> TEXT SECTION:
◆ ◆ ◆

Search code examples
rxgboosttest-data

Xgboost: using single test observation?


I want to fit a time series model using xgboost for R and I want to use only the last observation for testing the model (in a rolling window forecast, there will be more in total). But when I include only a single value in the test data I get the error: Error in xgb.DMatrix(data = X[n, ], label = y[n]) : xgb.DMatrix does not support construction from double. Is it possible to do this, or do I need a minimum of 2 test points?

Reproducible example:

library(xgboost)
n = 1000
X = cbind(runif(n,0,20), runif(n,0,20))
y = X %*% c(2,3) + rnorm(n,0,0.1)

train = xgb.DMatrix(data  = X[-n,],
                    label = y[-n])

◆ ◆ ◆

> RECORDED DATA:
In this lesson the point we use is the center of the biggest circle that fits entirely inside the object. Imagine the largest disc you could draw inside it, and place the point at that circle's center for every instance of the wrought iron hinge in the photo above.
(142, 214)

◆ ◆ ◆

> TASKS TO COMPLETE:
A – Reproduce the xgboost question word for word, from "Xgboost: using single" down to "c(2,3) + rnorm(n,0,0.1)".
B – In the xgboost question, which observation does the poster want to use for testing the model?
C – Carry the xgboost question forward from the point where it stops.

> RESULTS FOR EACH TASK:
A –
Xgboost: using single test observation?


I want to fit a time series model using xgboost for R and I want to use only the last observation for testing the model (in a rolling window forecast, there will be more in total). But when I include only a single value in the test data I get the error: Error in xgb.DMatrix(data = X[n, ], label = y[n]) : xgb.DMatrix does not support construction from double. Is it possible to do this, or do I need a minimum of 2 test points?

Reproducible example:

library(xgboost)
n = 1000
X = cbind(runif(n,0,20), runif(n,0,20))
y = X %*% c(2,3) + rnorm(n,0,0.1)

B – Only the last observation.

C –
test = xgb.DMatrix(data   = X[n,],
                    label = y[n]) # error here, y[.] has 1 value

test2 = xgb.DMatrix(data   = X[(n-1):n,],
                    label = y[(n-1):n]) # works here, y[.] has 2 values

There's another post here that addresses a similar issue, however it refers to the predict() function, whereas I refer to the test data that will later go into the watchlist argument of xgboost and used e.g. for early stopping.


Solution

  • The problem here is with the subset operation of the matrix with a single index. See,

    class(X[n, ])
    # [1] "numeric"
    
    class(X[n,, drop = FALSE])
    #[1] "matrix" "array" 
    

    Use X[n,, drop = FALSE] to get the test sample.

    test = xgb.DMatrix(data   = X[n,, drop = FALSE], label = y[n])
    
    xgb.model <- xgboost(data = train, nrounds = 15)
    predict(xgb.model, test)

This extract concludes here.